Referring expression data:

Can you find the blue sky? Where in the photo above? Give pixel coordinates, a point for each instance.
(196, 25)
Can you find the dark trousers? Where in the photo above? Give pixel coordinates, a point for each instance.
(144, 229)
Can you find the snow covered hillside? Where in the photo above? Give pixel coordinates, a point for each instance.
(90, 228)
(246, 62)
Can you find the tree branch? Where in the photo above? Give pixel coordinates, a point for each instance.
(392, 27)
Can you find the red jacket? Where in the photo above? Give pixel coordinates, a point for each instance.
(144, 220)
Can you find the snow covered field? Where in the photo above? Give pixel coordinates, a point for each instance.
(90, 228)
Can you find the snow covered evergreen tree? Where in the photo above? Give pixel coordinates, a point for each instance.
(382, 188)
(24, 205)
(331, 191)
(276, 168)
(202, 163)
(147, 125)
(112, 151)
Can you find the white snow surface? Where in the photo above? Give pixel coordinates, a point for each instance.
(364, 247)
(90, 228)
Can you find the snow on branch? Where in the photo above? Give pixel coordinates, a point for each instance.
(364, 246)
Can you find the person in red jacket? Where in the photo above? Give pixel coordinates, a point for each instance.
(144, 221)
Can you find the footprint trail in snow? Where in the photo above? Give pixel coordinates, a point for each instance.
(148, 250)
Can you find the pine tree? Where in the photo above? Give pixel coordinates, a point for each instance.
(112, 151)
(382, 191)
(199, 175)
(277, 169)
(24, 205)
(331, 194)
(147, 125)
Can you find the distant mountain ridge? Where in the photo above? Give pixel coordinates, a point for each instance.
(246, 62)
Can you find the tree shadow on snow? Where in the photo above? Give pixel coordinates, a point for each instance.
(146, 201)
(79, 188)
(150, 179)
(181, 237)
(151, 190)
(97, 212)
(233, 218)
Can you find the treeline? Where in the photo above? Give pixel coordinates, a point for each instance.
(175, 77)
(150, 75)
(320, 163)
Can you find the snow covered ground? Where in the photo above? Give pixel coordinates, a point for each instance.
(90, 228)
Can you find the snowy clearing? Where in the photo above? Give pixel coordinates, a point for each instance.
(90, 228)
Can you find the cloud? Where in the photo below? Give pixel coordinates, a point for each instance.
* * *
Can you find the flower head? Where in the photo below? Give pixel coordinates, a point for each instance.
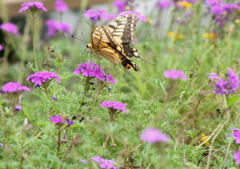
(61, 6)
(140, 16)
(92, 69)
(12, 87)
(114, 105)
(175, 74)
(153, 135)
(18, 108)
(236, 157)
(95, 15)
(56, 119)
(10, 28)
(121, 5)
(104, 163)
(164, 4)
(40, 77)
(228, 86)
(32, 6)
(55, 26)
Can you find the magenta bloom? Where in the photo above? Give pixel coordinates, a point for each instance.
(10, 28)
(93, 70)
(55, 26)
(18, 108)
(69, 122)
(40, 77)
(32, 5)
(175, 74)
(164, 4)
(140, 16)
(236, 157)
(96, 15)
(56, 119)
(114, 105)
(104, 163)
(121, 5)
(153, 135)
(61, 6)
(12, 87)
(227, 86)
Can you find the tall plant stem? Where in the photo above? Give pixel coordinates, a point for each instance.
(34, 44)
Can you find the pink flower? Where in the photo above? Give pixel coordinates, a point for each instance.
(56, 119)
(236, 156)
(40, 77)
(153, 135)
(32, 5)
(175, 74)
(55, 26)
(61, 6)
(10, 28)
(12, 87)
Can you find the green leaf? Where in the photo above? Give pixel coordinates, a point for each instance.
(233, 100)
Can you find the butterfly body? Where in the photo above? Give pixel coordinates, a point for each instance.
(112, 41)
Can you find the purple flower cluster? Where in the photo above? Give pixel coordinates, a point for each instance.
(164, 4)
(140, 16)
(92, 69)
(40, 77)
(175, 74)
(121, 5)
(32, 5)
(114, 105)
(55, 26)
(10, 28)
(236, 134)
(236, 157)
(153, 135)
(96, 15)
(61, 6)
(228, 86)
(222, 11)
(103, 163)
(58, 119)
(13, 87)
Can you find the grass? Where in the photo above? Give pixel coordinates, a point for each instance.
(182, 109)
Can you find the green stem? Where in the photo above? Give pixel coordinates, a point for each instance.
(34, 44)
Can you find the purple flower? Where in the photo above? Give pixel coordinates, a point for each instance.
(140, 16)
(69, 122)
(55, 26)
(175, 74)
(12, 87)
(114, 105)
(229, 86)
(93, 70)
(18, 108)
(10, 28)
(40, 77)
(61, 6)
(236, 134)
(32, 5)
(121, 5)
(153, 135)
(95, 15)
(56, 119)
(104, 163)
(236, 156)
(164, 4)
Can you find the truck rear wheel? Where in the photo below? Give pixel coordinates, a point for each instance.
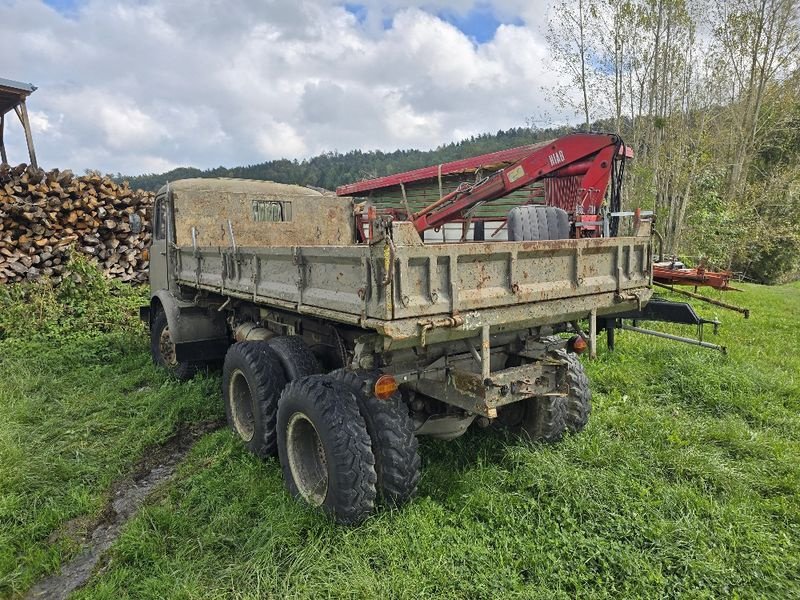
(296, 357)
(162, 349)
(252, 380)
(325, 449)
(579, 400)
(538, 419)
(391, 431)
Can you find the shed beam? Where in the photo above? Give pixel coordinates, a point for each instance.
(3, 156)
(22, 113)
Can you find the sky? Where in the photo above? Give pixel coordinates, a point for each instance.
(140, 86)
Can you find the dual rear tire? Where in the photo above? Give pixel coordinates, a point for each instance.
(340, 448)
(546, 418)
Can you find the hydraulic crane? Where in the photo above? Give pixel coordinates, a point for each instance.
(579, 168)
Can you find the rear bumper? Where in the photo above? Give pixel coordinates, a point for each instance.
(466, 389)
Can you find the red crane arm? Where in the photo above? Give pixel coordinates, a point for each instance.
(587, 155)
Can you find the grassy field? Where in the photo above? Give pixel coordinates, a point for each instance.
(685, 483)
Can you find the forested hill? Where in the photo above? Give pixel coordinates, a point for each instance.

> TASK DESCRIPTION
Between and including the line above that contains "Can you find the truck" and the line that contains "Can you find the forested", restate every line word for word. Pictures stay out.

> COMPLETED EXERCISE
Can you find the truck rear wheel? Where in the photo below? Give pixel coordinates, a point for each instance.
(296, 357)
(162, 349)
(252, 380)
(325, 449)
(579, 400)
(538, 419)
(391, 431)
Can you find the shed beam? Where in the photo above? Give pixel coordinates, a point for each instance.
(3, 156)
(22, 113)
Can you find the sky? Where in the photo above? Give pixel coordinates, a point for each instance.
(140, 86)
Can you find the dual rear tire? Where in the photo above? Give pixel coordinates, a point for each instance.
(340, 448)
(546, 418)
Can you find the hydraulic crane? Where in the photo above? Give pixel coordinates, a point for each instance.
(579, 168)
Can you find the rear bumper? Where in the photo above? Give pixel coordinates, a point for each instance.
(466, 389)
Can you find the red crane arm? Where in the photo above? Give pixel coordinates, a point for each instance.
(587, 155)
Can you find the grassy field? Where in the photo above? Give pixel coordinates, a point for each instance.
(685, 483)
Can you find the forested hill? Where in the photo above? Give pixel coordinates, a point for each instance.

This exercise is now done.